**Problem description**
Output the portion of the passage on therapy that begins with the words containing "Approximately 1 in" and ends with "fix you expected?". Copy it word for word.

[Opening Given passage section]

Approximately 1 in 4 people in the UK will experience a mental health problem each year. The advice often given is to engage in therapy, but what do you do when the therapist doesn’t give the quick fix you expected?
Seeking help from a therapist can be daunting, which is why some people feel disheartened when therapy isn’t what they thought it was.
For starters – therapy is never going to be a quick fix, many things worth having aren’t easy therefore it’s important you start your therapy with realistic expectations and don’t expect major changes overnight. Although the therapist is the expert, it needs to be a partnership. Nothing can change if you are not willing to help yourself and the good news is, by going to therapy it is clear someone wants to do so.
No matter how determined you are, improving mental health is not going to happen instantly, it requires work and dedication. Added to this, the relationship with your therapist is just as important as the discussions you are having. This is why, if you feel like you’re not getting anywhere, it might just be that the specific therapist isn’t right for you.

[Closing Given passage section]
[Opening Data under study section]

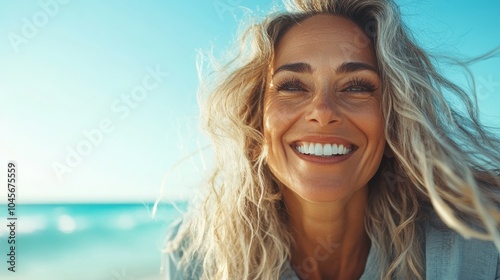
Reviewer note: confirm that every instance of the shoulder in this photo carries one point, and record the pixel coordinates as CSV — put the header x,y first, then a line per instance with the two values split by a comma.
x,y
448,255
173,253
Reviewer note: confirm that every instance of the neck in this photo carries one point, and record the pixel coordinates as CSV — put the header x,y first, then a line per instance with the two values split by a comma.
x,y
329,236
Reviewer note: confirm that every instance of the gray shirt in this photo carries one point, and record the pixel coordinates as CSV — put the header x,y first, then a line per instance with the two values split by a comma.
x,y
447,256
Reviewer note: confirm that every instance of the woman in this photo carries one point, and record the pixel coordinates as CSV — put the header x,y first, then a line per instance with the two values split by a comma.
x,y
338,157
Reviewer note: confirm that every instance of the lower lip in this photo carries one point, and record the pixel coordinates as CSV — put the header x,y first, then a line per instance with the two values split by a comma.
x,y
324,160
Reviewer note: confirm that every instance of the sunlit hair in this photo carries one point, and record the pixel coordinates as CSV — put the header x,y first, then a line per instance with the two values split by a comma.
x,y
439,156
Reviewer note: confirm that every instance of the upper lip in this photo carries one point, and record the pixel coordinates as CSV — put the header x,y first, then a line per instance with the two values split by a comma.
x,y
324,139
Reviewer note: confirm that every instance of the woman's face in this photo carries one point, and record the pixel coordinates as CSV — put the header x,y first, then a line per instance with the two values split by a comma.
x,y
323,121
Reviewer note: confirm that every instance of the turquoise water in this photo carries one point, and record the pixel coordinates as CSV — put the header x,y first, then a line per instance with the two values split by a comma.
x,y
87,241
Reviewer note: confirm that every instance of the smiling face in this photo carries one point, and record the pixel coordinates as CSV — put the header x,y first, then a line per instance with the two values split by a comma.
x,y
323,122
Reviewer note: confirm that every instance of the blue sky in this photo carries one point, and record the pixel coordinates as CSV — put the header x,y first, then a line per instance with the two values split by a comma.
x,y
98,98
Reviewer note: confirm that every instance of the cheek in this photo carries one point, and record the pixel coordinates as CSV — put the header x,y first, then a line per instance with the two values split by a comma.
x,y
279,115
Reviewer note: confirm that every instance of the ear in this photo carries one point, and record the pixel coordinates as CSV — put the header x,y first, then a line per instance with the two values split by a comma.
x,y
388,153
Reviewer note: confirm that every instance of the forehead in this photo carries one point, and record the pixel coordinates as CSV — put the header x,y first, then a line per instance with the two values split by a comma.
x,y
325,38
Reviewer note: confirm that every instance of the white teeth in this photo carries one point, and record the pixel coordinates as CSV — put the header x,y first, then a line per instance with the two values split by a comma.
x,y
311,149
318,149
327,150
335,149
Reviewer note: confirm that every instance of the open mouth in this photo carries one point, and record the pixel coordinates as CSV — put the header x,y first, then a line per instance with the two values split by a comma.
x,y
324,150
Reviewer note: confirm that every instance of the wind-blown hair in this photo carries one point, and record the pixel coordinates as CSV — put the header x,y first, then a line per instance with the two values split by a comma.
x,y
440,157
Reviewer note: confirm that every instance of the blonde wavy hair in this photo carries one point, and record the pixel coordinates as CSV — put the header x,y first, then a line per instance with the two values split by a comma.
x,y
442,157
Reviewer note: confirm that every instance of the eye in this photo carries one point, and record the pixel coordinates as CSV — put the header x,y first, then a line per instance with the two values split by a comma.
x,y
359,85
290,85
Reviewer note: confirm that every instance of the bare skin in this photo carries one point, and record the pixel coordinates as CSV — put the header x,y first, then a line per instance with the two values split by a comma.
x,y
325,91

[Closing Data under study section]
[Opening Data under study section]

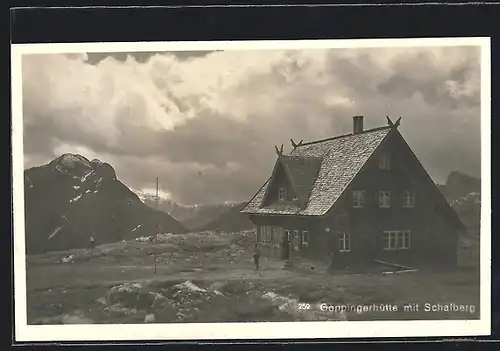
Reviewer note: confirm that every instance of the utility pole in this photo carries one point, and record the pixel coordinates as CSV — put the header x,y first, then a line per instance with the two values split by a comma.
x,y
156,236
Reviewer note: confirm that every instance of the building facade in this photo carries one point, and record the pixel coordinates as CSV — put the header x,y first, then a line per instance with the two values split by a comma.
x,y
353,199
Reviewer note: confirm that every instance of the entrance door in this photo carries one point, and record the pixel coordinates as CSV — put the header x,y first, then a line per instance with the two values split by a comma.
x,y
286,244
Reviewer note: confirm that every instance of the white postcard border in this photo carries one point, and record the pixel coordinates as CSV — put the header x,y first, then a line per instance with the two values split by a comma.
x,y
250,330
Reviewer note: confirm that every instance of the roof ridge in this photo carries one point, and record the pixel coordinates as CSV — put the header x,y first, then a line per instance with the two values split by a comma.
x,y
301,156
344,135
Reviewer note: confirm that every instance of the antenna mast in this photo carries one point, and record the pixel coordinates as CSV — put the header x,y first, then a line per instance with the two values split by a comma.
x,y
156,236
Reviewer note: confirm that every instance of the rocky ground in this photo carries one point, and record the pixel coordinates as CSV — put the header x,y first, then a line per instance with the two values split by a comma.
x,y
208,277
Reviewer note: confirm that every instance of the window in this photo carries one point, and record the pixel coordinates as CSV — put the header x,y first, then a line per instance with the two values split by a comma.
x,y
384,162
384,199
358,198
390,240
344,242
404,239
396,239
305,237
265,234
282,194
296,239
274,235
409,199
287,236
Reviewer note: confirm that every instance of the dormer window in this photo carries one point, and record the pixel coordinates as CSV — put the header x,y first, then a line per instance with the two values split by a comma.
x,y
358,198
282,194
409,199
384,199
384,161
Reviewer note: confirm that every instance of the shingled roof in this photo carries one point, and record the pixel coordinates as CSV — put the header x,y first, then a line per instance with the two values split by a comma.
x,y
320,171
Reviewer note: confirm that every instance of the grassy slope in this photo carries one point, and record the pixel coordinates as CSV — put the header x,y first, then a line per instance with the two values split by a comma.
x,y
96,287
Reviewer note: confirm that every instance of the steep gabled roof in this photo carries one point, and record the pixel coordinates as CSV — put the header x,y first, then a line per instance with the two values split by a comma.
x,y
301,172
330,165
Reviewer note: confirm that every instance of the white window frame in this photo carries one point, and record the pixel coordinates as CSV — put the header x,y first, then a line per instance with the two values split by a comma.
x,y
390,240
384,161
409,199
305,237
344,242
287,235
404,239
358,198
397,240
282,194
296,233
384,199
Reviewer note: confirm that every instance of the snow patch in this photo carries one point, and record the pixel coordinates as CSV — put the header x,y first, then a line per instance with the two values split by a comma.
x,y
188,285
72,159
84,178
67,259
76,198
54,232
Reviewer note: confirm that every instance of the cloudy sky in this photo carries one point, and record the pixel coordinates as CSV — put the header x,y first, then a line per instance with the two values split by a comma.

[Closing Data under study section]

**Exercise result**
Approximately 1 in 4 people in the UK will experience a mental health problem each year. The advice often given is to engage in therapy, but what do you do when the therapist doesn’t give the quick fix you expected?